Written problem
Lines before the one containing "Mark a dot on every instance of the man's mustache" are excluded; print that line and every line after it through the end of the material below, exactly.

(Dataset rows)
※ ※ ※

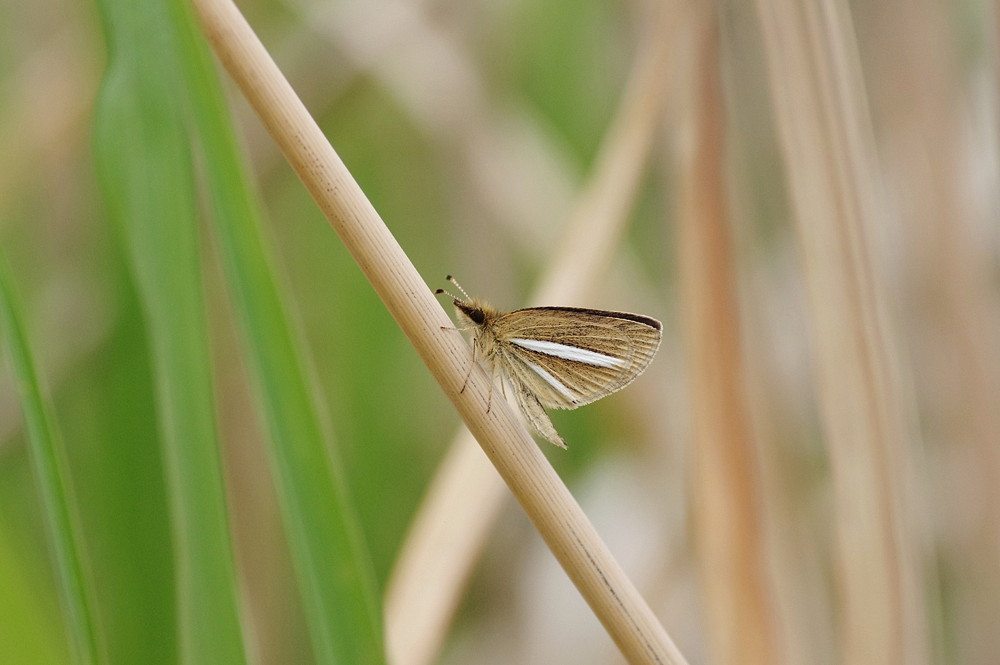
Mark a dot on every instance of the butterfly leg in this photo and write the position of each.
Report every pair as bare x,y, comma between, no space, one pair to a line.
471,367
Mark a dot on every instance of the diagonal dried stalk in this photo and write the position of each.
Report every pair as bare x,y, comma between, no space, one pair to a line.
821,114
516,457
452,524
740,613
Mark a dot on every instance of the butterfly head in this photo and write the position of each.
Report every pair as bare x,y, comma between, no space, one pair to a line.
470,310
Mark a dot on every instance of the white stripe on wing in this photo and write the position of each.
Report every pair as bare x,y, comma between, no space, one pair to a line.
567,352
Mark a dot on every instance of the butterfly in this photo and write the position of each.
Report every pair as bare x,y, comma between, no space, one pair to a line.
557,357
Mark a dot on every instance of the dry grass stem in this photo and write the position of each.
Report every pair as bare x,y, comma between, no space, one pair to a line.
740,614
821,115
422,595
515,455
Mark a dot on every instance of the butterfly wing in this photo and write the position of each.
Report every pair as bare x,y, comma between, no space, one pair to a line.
568,357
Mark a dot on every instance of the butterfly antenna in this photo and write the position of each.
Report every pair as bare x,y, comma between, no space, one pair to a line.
455,282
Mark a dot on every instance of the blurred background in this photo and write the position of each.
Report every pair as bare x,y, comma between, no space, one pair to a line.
475,129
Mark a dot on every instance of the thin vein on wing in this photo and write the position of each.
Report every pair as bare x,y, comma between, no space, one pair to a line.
567,352
551,380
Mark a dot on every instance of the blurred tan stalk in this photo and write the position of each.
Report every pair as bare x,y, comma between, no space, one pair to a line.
451,525
823,126
740,613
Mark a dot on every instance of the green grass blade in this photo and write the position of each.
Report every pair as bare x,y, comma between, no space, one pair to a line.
148,181
50,468
333,569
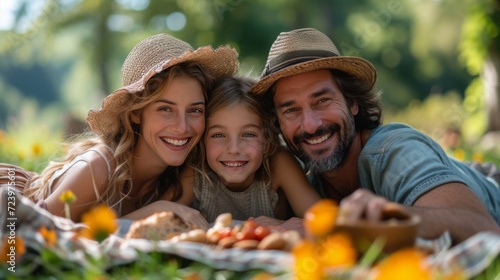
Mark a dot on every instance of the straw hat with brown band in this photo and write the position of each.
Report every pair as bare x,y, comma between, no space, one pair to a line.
149,57
307,49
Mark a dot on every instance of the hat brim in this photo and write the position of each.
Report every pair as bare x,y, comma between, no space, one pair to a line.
221,62
358,67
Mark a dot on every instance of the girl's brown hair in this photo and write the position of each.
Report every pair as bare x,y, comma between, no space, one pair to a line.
236,90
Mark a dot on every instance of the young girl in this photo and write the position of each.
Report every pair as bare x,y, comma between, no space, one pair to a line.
245,172
142,132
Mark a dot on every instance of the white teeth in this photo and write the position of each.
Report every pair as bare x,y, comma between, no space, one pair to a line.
319,140
233,164
175,142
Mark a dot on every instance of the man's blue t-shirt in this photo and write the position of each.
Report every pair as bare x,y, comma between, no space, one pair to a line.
401,164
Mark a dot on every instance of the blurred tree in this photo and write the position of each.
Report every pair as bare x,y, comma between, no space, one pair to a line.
480,51
411,43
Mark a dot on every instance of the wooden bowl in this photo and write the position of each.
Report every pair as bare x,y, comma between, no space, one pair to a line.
397,228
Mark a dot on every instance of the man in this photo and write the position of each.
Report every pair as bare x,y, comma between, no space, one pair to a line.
329,115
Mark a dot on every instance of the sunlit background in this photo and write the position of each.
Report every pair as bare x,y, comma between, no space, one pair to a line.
438,61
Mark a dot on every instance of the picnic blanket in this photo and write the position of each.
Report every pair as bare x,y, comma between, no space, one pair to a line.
19,217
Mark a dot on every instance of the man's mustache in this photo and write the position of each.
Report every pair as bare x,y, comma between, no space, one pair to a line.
333,128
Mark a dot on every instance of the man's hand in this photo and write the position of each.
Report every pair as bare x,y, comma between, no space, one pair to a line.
363,204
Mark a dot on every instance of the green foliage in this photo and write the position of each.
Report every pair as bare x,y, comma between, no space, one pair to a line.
478,33
437,115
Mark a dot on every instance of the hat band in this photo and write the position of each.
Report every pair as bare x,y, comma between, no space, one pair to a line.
291,58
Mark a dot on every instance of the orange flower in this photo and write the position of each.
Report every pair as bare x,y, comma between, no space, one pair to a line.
478,157
459,154
67,197
36,149
307,265
337,250
319,219
408,264
49,236
12,247
101,222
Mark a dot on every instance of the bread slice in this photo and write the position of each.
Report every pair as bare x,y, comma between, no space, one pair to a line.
159,226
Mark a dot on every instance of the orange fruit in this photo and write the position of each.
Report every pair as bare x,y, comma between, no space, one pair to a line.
408,264
319,219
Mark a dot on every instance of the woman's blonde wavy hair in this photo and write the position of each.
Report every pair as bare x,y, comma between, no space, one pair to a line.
236,90
122,143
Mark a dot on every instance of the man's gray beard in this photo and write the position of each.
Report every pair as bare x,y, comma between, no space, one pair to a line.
337,157
329,163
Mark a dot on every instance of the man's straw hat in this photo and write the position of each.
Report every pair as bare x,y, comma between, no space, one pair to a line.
307,49
149,57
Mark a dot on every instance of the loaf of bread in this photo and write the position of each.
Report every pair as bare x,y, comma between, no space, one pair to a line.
159,226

※ ※ ※

Response below
Mark a dot on every instance of the man's mustache in this photo and write the position of each.
Report every pair as bare x,y, comma between, no space, one pair to a line.
333,128
Mark a dot on every instance of the man's hand in this photo and write the position of each.
Report every pair as bare x,y, comma between, no space, one pair to a line.
363,204
Mark a dot on every instance of the green foliage in this photo and write the position of each.
Report every pair as bare x,y, comma between, no space, one pair to a line.
478,33
437,115
Mark a dot on every instance of the hat band in this photo and write the position of each.
Report every pair as bare x,y, comma between, no space, one pair to a line.
291,58
Mark a dot on every instance of the orange flower in this photo and write the position of each.
Report every pair as bare x,y, comma between, no space, one pair to a line.
478,157
459,154
67,197
36,149
307,265
337,250
319,219
408,264
49,236
12,247
101,222
Mark a dot on every instance of the bread slice in this photo and write the position of each.
Report every pair as bare x,y, comma between, no space, one pair to a line.
159,226
Mark a dot on every instance of the orange fruit in this photo and write the position of each.
Report every pair as bare x,y, comma between, no space, one pair to a line.
408,264
319,219
Mark a dot on every instance of the woman's blonde wavy hair in this photo and write the position of each.
Report every pair as bare x,y, comma between, no space, one pair to a line.
236,90
122,143
Mark a dot on every instance of the man's gray beard in this photo and write the position of each.
Report every pair as bare x,y, comma between, no space, one pair to a line.
337,157
329,163
Mark a dot on every instance of the man's straw hat in this photo and write the position of each.
Report every pair as bare x,y, comma between, no space, one pair to a line.
307,49
149,57
Mark a dot on every instance of the loaf of bread in this photo and write the position of each.
Report every pair as bare x,y, comma between, no space, one pair to a line.
159,226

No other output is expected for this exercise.